## [Selected extract]
○ ○ ○ ○ ○ ○ ○

Figures 1 and 2 show the valve in its open and closed positions respectively.

Description of the Preferred Embodiment

The demand valve comprises a housing (1) with a cover (2) which has one or more openings or ports (3) to allow access of ambient pressure to a flexible diaphragm (4), the periphery of which is sealed to the housing in an airtight manner. The diaphragm has a rigid central portion (5), on which there is a hook or bridge (6) which engages with the free end of a rigid lever (7), the other end of which is attached to the housing by means of a pivot (8).

A cylindrical inlet connection (9), which terminates at its inner end in a conical jet (10) and at its outer end in a means (11) for attaching a gas supply hose (12), enters the housing through a threaded block (13) adjacent to the lever pivot (8). A resilient seating (14) is secured to the face of the lever (7), adjacent to the pivot (8), such that it faces towards, and is concentric with, the end face of the conical jet (10) and is moved towards or away from the face of the jet by movement of the lever (7) about its pivot (8). The threaded inlet connection (9) is adjusted longitudinally so that, at the point of closure between the face of the seating (14) and the end face of the conical jet (10), the two surfaces will be substantially parallel to one another.

A locknut (15), or other suitable locking means, secures the inlet connection (9) in the correct position.

The lever (7) has a projecting blade or vane (16), the function of which is two-fold and which is described in detail below. An outlet port (17) in the housing connects the demand valve to the face-piece of the breathing apparatus, either by direct attachment to the face-piece itself, via a suitable connecting means, or via a flexible hose.

The demand valve operates in the following manner:-Breathing gas, supplied at a substantially constant pressure via the supply hose (12), enters the inlet connection (9), where it forces the seating (14) away from the face of the conical jet (10), thus rotating the lever (7) about its pivot (8). This, in turn, pulls the diaphragm (4) inwards due to the engagement of the free end of the lever (7) with the bridge in the center of the diaphragm (4). In this condition, gas flows into the housing, from which it passes through the outlet port (17) to the face-piece, where it causes pressure to rise, its escape from the face-piece being regulated by the spring-loaded exhalation valve. This rise in face-piece pressure is communicated, via the outlet port (17), to the diaphragm (4), which is subsequently urged outwards and thus pulls on the free end of the lever (7), rotating it about the pivot (8) and closing the resilient seating (14) against the face of the conical jet (10) to control the inflow of gas from the hose.

It will be seen that the demand valve, according to the present invention, requires no biasing spring in order to maintain a positive pressure within the face-piece, this function being performed by the pressure of the incoming gas alone. The projecting vane (16) on the lever (7) performs two functions, serving to greatly improve the performance of the demand valve. Without the inclusion of the vane (16), a simple demand valve as described above would suffer from three undesirable effects.

○ ○ ○ ○ ○ ○ ○

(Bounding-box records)
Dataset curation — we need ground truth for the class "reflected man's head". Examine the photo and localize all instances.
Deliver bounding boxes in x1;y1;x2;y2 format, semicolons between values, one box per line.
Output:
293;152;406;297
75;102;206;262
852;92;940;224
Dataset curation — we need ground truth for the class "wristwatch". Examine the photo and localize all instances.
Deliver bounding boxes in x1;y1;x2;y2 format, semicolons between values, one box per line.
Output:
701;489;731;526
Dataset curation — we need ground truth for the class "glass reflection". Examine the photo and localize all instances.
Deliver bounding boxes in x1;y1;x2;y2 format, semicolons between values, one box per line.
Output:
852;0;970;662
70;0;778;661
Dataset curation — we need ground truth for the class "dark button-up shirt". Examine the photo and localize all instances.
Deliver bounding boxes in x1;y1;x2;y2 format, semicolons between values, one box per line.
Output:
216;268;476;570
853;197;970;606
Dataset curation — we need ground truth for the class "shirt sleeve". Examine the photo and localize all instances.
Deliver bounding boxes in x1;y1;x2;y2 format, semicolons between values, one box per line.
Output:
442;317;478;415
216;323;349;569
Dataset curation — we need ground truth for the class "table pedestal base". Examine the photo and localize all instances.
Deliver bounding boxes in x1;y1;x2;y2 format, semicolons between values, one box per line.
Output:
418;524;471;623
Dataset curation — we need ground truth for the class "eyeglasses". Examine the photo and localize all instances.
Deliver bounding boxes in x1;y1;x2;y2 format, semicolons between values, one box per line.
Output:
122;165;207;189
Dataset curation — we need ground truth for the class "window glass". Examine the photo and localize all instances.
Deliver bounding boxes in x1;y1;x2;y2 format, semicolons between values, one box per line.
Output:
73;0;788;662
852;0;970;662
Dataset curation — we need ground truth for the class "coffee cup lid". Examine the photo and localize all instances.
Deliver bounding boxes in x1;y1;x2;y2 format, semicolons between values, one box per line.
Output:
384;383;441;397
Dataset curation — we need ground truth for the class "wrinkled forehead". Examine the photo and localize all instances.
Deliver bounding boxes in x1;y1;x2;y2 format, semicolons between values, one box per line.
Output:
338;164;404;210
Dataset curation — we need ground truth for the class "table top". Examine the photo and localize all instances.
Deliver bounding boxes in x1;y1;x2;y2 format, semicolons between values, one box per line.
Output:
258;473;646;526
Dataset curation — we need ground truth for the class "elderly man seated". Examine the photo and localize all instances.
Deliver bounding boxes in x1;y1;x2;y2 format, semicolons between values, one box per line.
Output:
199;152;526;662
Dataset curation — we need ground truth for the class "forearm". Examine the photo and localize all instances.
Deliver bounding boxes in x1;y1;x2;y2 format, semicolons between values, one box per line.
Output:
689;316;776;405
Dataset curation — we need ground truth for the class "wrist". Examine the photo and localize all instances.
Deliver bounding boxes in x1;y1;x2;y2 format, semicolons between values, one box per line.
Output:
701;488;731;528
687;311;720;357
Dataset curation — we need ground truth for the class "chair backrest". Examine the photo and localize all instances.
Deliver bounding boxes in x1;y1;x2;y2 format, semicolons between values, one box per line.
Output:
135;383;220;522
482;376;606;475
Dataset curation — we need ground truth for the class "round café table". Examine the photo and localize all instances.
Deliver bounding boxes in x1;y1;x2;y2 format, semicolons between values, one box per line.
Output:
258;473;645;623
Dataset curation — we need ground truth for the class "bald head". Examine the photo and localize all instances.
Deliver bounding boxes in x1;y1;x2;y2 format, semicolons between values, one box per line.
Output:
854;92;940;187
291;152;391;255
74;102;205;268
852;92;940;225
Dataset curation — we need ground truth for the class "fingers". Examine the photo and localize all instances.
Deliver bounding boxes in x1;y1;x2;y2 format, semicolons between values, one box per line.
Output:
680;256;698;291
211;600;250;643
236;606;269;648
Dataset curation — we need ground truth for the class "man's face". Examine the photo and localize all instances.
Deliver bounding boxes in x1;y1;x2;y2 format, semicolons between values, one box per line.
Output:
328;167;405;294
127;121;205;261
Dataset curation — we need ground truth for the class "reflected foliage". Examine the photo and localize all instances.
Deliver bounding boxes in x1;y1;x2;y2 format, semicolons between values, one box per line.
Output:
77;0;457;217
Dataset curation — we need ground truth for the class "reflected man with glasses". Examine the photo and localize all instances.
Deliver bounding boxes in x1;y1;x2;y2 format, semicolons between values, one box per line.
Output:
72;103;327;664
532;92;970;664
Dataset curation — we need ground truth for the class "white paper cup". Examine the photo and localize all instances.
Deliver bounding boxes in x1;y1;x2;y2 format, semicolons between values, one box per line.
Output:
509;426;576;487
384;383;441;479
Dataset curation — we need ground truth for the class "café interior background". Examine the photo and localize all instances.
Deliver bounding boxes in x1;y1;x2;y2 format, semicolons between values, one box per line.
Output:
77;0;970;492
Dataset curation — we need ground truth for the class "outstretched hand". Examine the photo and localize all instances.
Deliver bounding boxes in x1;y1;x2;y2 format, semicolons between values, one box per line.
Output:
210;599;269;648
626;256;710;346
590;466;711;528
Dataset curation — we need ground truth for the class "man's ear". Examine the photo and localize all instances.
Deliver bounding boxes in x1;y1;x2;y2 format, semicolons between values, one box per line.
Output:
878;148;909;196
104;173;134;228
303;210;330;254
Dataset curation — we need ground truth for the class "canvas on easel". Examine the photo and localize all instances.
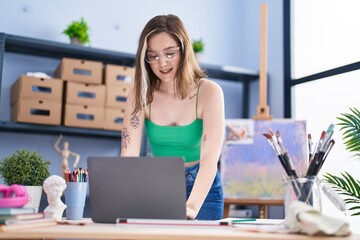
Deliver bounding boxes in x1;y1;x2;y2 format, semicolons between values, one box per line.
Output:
220;3;307;218
220;119;308;200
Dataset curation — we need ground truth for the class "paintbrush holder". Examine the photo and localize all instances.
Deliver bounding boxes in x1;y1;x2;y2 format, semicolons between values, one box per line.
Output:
284;176;322;217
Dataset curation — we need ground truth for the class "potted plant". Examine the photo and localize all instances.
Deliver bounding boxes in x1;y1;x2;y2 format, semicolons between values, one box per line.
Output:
63;18;90;45
324;108;360;216
192;38;205;61
0;149;50;212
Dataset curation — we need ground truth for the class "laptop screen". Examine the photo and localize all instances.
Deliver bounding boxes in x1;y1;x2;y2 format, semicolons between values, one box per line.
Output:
87;157;186;223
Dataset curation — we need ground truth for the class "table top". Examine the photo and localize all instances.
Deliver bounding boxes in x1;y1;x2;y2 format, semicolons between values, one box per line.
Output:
0;219;360;240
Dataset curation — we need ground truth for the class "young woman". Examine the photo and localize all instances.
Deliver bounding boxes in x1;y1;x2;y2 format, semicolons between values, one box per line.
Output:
121;15;225;220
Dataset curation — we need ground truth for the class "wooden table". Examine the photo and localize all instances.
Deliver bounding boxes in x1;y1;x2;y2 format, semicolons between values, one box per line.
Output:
223;198;284;218
0;220;360;240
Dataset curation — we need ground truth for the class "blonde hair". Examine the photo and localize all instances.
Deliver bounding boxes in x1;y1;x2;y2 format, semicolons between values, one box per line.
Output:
133;14;206;114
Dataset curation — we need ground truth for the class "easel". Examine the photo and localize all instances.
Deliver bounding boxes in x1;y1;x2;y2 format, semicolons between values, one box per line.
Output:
223;3;284;218
253;3;272;120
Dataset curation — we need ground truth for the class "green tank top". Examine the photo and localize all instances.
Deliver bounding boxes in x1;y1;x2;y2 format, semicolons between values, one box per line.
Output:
145;85;203;163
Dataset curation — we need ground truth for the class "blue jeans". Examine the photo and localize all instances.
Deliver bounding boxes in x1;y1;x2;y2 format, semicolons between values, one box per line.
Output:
185;164;224;220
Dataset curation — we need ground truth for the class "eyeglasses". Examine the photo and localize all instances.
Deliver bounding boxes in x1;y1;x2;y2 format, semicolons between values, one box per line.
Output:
145;47;180;64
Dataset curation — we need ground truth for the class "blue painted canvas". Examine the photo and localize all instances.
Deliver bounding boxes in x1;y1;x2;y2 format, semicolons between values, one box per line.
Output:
220;119;308;199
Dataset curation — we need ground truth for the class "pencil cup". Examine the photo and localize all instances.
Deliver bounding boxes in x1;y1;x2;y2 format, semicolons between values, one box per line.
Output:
65;182;87;220
284;176;321;217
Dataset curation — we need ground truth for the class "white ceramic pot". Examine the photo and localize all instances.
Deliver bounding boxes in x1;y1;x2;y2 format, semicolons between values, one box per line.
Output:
24;186;42;212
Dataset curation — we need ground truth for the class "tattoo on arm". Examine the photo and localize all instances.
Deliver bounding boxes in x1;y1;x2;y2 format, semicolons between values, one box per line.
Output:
121;128;131;149
203;134;207;145
130;115;140;128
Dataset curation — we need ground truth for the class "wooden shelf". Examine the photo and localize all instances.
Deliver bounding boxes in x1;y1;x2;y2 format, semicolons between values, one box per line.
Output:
0;33;259;138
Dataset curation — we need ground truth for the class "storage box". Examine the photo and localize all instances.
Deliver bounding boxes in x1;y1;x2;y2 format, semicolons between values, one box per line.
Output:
104;108;125;131
63;104;104;129
65;82;105;106
55;58;102;84
105;83;132;108
105;64;135;85
11;98;61;125
11;75;63;105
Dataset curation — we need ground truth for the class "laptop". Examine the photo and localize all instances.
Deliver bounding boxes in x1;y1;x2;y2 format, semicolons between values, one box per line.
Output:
87;157;186;223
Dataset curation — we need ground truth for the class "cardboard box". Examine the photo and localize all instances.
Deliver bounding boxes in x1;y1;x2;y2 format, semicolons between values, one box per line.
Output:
65;82;105;107
63;104;104;129
105;64;135;86
103;108;125;131
105;83;132;108
11;75;63;105
11;98;61;125
55;58;103;84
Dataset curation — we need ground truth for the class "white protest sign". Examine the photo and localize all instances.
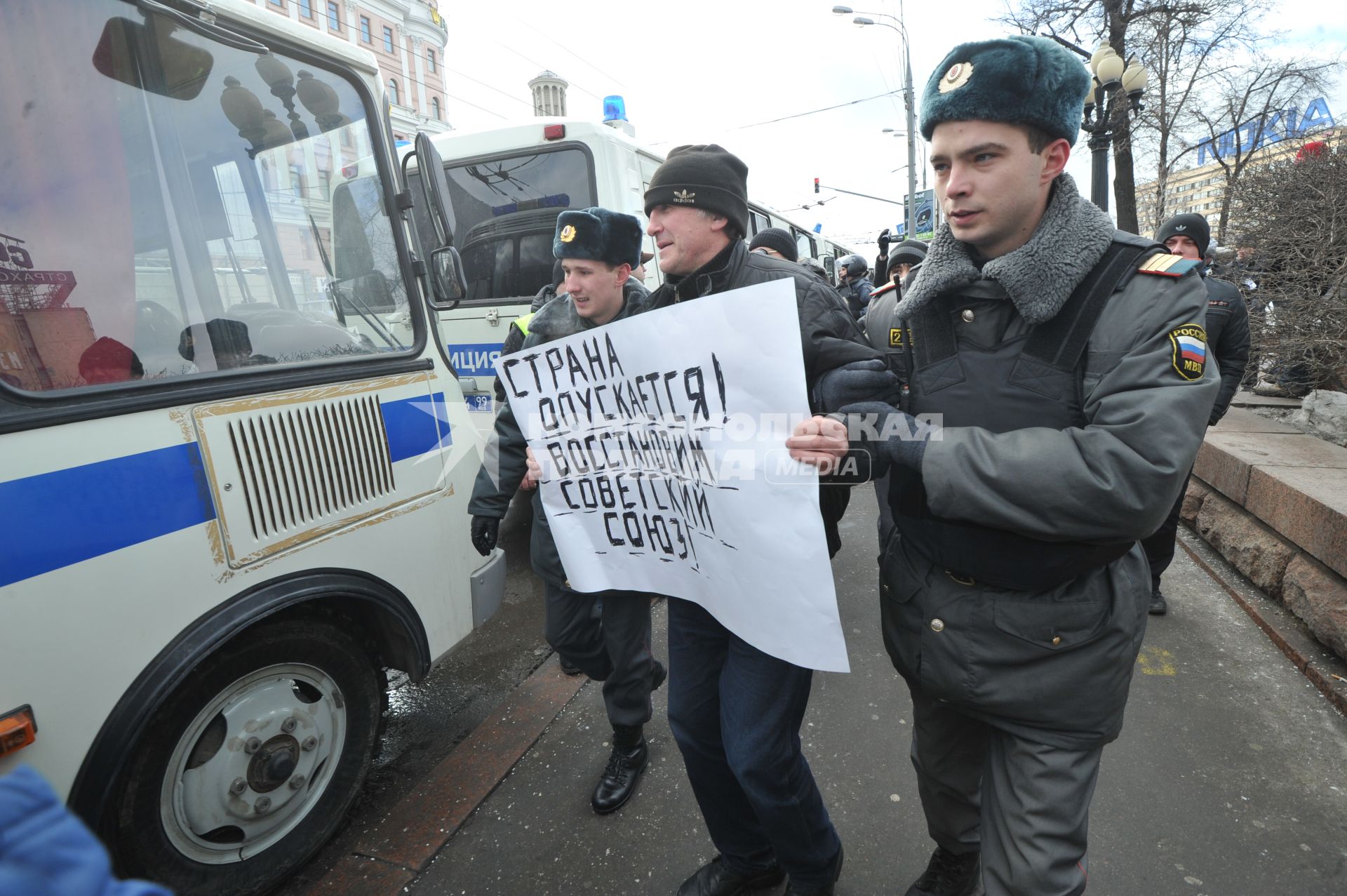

○ ○ ○ ○ ○ ○ ○

## [Required work]
1. Please reproduce the passage of the demand valve description that begins with the words "A cylindrical inlet" and ends after "to one another.".
2. Carry on the demand valve description from the point where it stops.
These records have no connection to the demand valve text.

## [Responses to the tasks]
1.
A cylindrical inlet connection (9), which terminates at its inner end in a conical jet (10) and at its outer end in a means (11) for attaching a gas supply hose (12), enters the housing through a threaded block (13) adjacent to the lever pivot (8). A resilient seating (14) is secured to the face of the lever (7), adjacent to the pivot (8), such that it faces towards, and is concentric with, the end face of the conical jet (10) and is moved towards or away from the face of the jet by movement of the lever (7) about its pivot (8). The threaded inlet connection (9) is adjusted longitudinally so that, at the point of closure between the face of the seating (14) and the end face of the conical jet (10), the two surfaces will be substantially parallel to one another.

2.
Firstly, due to the resilient seating (14) moving through an arc as the valve opens, as defined by the lever pivot (8), gas entering the valve housing from the inlet connection (9) is deflected by the angled seating (14) towards the diaphragm, upon which it impinges. The further the valve opens, the greater will be the flow of gas impinging upon the diaphragm (4) and thus the greater will be the resulting force urging the diaphragm (4) outwards, which, in turn, pulls upon the lever (7) and applies a closing force to the valve. Secondly, the further the valve opens, the lesser will be the force applied to the seating (14) by the pressure of the incoming gas, partly because of the angle between the incoming air stream and the seating (14) and partly due to the fact that the gas expands into the housing as it leaves the jet, so losing pressure and therefore applying less force to the seating (14). Thirdly, any resistance to gas flowing out of the housing to the face-piece, particularly that resistance which would be imposed by including a tube or hose between the demand valve and the face-piece, would result in an increase in pressure within the valve housing with increasing flow, resulting once again in the diaphragm being urged outwards with a force that increases with flow.

It will be seen that the combined result of the effects described above would be a reduction in positive pressure within the face-piece as flow increases, which is contrary to the requirement that the valve should maintain the required positive pressure level within the face-piece regardless of the flow required by the wearer.

The provision of the projecting vane (16) on the lever (7) overcomes the undesirable effects described, in the following manner:-As the valve opens, the incoming gas is deflected towards the diaphragm (4), as previously described. However, the projecting vane (16) deflects the flow of gas, with three advantageous results. Firstly the gas flow does not impinge upon the diaphragm (4) and thus does not urge it outwards. Secondly, the force applied to the vane (16) itself, on which the gas flow now impinges, serves to increase the opening force applied to the lever (7) as the gas flow increases.

Thirdly, the gas flow is deflected by the vane (16) towards the outlet port (17), which further improves the flow of gas out of the valve housing to the face-piece.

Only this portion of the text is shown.